**Stated problem 1**.
Name every distinct forum username that posts in the thread on the TTS rear bumper trim and exhaust chrome.
**Stated problem 2**.
Go on with the forum thread on the TTS rear bumper trim and exhaust chrome from the point where it stops.

**Supplied passage**.
━━━
# TTS rear bumper silver trim finish failing / exhaust chrome



## peter-ss (Sep 3, 2008)

The finish of the silver trim on my rear bumper is failing in several places along its length.

It's starting to look like a lacquered alloy wheel on which moisture has got under the lacquer.





































Audi are replacing my seat side trims, later in the month, which have started to break off. I asked if the silver trim could also be replaced but both Sheffield Audi and Audi UK are blaming external influences.

The trim hasn't been damaged and the rest of the bumper, which has been exposed to the same ' external influences', is fine so I think the trim is defective and should be replaced under the bodywork warranty.

I've also brought up the chrome failing on the exhaust trims, which they're also not willing to replace. Both my Mk1 and Mk2 tailpipes were in far better condition at 10+ years of age! The chrome is coming off in places and has gone milky in others.

The tailpipes are disappointing but I can begrudgingly accept them as they are but really feel the silver bumper trim issue is unacceptable.

Has anyone else had these issues and managed to get them resolved?


----------



## rizo9 (Jun 16, 2016)

peter-ss said:


> The finish of the silver trim on my rear bumper is failing in several places along its length.
> 
> It's starting to look like a lacquered alloy wheel on which moisture has got under the lacquer.
> 
> ...


My exhaust tips are the same. Audi have offered a 50/50 contribution for the replacement tips.


----------



## jhoneyman (Aug 8, 2012)

I have the black edition - still will keep an eye on that trim.

I was in Audi last week as I found a paint defect on the rear bumper (paint blister) They rejected a warranty claim - Needless to say I went ballistic since every warranty item I have raised has been brushed off.
The car is 9 months old.
Whats the point in having these:-

3 year plastics paint warranty 
10 year paint warranty (metals)

My tips are not in the best shape either - I do clean with polish often but for me the construction quality is poor... My 17 year old Mk1 tips are in brand new like condition with zero corrosion.


----------



## Dino_Donis (Apr 19, 2004)

I got all 4 exhaust tips replaced on my TTS when I picked it up in May as they were discoloured due the wrong cleaning product being used. They ended up replacing them FOC as I wouldn'y give the car 5 stars for presentation - They were around £44 each! and took a few weeks to arrive.
I clean them meticulously every week so will see how long they last, My Mk2 TTS was 10 years old when I sold it and they were like new...


----------



## peter-ss (Sep 3, 2008)

It's disappointing after buying a vehicle from the main dealer and paying their extortionate service prices in the hope of some kind of loyalty.

After having the car for six months and covering 5000 miles I've just forked out £410 for what pretty much boils down to an oil and filter change and a new pollen filter!

After trying the dealer, then escalating to Audi Customer Services I've now entering complaint level.
━━━
**Supplied information**.

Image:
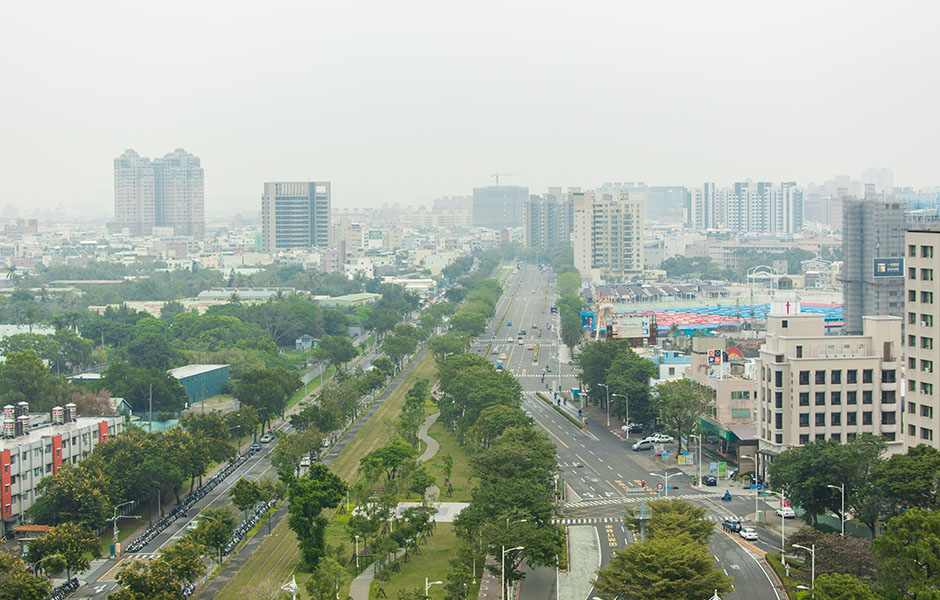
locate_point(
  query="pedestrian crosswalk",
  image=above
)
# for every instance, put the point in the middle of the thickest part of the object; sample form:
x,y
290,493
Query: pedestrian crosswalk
x,y
633,499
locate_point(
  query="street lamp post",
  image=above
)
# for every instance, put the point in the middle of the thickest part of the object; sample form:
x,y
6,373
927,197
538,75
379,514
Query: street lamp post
x,y
841,489
38,562
606,387
626,406
665,476
503,569
691,435
812,552
428,584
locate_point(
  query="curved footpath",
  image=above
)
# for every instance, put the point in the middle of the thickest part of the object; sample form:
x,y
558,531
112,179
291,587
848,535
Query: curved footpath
x,y
359,588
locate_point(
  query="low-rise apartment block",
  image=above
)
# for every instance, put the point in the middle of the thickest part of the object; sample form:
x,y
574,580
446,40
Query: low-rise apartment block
x,y
813,386
35,446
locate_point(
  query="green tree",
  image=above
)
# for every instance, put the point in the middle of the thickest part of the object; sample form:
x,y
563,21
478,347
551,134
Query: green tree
x,y
338,350
215,528
672,518
245,494
72,541
681,403
308,496
184,558
17,583
71,495
661,569
909,555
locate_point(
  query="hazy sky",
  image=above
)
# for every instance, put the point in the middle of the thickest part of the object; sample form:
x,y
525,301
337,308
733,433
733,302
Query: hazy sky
x,y
407,101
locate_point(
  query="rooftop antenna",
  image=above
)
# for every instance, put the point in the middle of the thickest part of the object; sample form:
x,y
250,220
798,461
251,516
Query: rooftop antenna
x,y
497,174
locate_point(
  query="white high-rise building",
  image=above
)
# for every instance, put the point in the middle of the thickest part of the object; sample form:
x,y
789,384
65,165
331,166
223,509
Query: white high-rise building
x,y
608,235
164,192
295,214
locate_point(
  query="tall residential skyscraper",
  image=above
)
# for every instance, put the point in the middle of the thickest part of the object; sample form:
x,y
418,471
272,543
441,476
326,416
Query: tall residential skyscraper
x,y
873,267
608,235
547,219
295,215
164,192
922,351
499,206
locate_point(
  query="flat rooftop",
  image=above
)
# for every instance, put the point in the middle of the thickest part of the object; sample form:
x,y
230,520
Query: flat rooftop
x,y
190,370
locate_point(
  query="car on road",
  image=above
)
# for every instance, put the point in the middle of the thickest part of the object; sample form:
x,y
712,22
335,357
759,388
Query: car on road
x,y
732,525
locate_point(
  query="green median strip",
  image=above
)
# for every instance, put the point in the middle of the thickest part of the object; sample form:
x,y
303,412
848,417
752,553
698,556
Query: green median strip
x,y
559,410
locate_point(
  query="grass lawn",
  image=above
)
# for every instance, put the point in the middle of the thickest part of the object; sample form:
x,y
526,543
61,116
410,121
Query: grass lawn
x,y
433,563
275,559
460,474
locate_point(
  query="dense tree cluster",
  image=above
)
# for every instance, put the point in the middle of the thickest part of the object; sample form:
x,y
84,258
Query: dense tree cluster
x,y
673,561
133,466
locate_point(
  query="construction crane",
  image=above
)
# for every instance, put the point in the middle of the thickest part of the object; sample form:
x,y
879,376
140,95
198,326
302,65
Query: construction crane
x,y
497,174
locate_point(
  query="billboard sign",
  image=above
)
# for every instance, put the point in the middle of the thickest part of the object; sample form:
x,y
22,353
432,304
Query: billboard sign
x,y
889,267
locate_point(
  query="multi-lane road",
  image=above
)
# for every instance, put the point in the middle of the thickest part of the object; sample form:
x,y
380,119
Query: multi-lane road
x,y
602,475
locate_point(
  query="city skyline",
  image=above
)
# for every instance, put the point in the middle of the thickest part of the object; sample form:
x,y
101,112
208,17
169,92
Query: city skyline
x,y
688,85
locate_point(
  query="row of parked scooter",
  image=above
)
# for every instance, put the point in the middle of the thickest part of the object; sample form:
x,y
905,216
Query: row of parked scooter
x,y
64,590
242,530
182,509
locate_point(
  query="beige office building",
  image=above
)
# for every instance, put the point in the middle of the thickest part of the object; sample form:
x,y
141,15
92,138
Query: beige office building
x,y
814,386
921,293
607,235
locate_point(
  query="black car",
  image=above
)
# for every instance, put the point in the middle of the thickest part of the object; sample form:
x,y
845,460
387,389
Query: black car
x,y
732,525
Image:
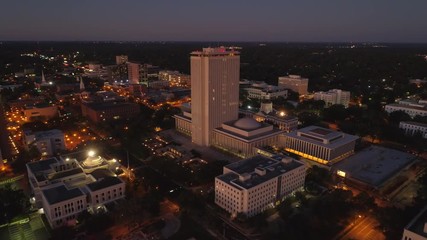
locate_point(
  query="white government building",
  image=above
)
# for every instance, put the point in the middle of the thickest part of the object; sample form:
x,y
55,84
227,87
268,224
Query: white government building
x,y
320,144
264,91
412,128
333,96
294,82
411,107
65,187
241,137
47,142
253,185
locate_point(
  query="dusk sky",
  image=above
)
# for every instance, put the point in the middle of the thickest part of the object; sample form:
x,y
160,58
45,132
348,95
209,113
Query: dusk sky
x,y
219,20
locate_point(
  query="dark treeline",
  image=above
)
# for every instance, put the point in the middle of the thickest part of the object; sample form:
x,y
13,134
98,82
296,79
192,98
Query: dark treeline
x,y
362,69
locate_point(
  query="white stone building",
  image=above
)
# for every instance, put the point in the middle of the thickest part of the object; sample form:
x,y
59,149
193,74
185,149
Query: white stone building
x,y
333,96
320,144
256,184
294,82
412,128
241,137
411,109
48,143
65,187
264,91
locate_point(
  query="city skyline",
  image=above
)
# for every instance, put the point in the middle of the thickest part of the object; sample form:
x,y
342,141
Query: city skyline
x,y
290,21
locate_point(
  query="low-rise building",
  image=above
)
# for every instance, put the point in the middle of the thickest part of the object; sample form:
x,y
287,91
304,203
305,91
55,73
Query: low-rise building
x,y
108,111
48,143
40,112
333,96
280,119
253,185
65,187
242,136
412,128
417,228
320,144
411,109
295,83
175,78
264,91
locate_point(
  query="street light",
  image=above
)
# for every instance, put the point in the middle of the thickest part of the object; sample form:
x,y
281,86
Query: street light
x,y
91,153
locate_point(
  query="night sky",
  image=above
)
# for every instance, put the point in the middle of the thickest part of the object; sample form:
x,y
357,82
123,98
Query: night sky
x,y
215,20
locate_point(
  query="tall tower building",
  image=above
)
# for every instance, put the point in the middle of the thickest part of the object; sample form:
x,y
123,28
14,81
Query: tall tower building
x,y
121,59
134,72
215,74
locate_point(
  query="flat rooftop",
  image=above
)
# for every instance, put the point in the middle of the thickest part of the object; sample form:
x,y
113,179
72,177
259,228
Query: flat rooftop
x,y
407,106
104,183
67,173
374,165
60,194
274,167
317,135
417,224
415,123
109,105
42,165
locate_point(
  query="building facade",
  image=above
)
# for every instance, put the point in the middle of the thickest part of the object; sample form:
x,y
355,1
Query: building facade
x,y
253,185
65,187
175,78
109,111
266,92
320,144
410,109
214,91
333,96
40,111
412,128
48,143
134,73
121,59
294,82
241,137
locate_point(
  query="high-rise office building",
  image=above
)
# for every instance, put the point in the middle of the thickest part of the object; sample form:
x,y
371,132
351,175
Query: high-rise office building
x,y
134,72
214,91
295,83
121,59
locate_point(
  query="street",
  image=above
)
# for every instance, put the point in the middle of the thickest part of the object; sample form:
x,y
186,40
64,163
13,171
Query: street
x,y
363,229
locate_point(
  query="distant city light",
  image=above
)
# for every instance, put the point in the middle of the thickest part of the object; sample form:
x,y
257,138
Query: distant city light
x,y
91,153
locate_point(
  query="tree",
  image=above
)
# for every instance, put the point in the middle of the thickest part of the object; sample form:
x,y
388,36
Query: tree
x,y
13,203
335,113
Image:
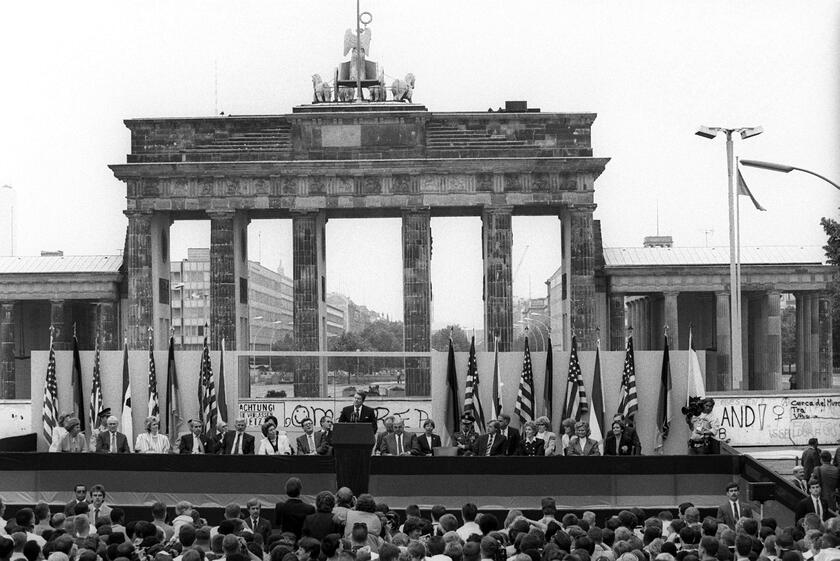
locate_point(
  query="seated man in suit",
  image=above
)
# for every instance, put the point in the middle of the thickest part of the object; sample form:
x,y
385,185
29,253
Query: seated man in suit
x,y
238,442
732,510
399,442
812,503
255,522
492,443
358,412
306,445
194,442
112,441
424,444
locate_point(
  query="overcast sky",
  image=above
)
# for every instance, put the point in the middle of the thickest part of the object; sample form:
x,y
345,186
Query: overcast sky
x,y
652,71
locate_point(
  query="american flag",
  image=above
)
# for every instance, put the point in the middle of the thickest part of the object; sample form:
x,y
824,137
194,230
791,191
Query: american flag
x,y
95,389
472,399
154,406
50,397
577,404
629,400
207,393
525,398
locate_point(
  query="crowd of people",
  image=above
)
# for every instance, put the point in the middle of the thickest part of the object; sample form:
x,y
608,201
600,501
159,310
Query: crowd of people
x,y
344,527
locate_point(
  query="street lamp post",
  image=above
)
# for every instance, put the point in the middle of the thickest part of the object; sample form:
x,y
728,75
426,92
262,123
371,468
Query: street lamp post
x,y
736,369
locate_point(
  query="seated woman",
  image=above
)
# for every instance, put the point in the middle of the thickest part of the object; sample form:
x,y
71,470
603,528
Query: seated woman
x,y
274,442
550,439
530,445
151,441
618,442
74,439
581,444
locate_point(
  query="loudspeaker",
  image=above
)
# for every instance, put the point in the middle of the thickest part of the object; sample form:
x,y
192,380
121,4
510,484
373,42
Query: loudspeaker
x,y
761,492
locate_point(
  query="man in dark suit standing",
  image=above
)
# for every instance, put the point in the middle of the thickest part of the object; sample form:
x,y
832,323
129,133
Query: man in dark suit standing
x,y
492,443
358,412
812,503
238,442
255,522
194,442
290,514
112,441
512,435
731,511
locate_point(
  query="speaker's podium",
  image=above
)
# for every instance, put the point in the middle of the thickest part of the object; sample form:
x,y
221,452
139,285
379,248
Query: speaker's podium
x,y
352,445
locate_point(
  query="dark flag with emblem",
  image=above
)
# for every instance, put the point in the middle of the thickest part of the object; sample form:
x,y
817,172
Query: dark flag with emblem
x,y
576,403
50,415
525,398
629,403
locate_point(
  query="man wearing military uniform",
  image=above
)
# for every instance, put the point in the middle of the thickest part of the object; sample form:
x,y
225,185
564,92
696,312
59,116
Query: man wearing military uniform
x,y
465,438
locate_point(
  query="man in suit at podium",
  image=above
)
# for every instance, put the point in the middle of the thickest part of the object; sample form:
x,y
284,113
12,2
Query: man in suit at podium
x,y
358,412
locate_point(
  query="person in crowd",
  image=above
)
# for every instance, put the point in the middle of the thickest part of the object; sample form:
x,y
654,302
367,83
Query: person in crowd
x,y
811,457
581,444
465,438
238,442
306,445
290,514
388,424
425,444
358,412
531,445
194,442
152,441
511,434
112,441
618,443
257,524
321,523
828,476
323,437
73,440
274,443
491,443
399,442
545,433
733,510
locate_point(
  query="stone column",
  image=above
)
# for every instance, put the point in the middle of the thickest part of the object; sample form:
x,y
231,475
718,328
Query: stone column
x,y
773,342
617,328
417,296
309,277
825,338
723,343
7,350
579,264
497,243
672,319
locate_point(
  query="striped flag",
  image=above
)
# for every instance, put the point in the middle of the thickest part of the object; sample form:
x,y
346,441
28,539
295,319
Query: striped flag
x,y
95,388
78,400
629,400
548,385
50,396
154,406
525,398
472,395
663,410
497,381
126,420
576,404
173,396
207,403
597,423
221,401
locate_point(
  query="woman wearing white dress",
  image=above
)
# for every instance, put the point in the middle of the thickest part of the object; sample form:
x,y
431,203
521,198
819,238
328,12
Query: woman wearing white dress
x,y
274,442
151,441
━━━
**Exercise answer 1**.
peter-ss, rizo9, jhoneyman, Dino_Donis

**Exercise answer 2**.
It's a shame as the rest of the car's great.


----------



## peter-ss (Sep 3, 2008)

Eight months after being referred to and contacting The Motor Ombudsman things have finally come to a conclusion.

Audi are now willing to contribute 50% towards the replacement of the rear bumper silver trim and the exhaust trims.

I've been passed from pillar to post and referred to different companies for written reports who were unable to provide them.

TMO referred me to DEKRA who told me they couldn't write a conclusive report as they were unable to determine the cause.

I asked the Ombudsman if DEKRA couldn't be certain then how could Audi be, which led to the 50/50 outcome.

It's no wonder Audi referred me to TMO, probably in the hope I'd get bored and give up!


----------



## 90TJM (Sep 30, 2013)

I have similar on the "chrome" surrounding the front grill.


----------



## phazer (Apr 2, 2018)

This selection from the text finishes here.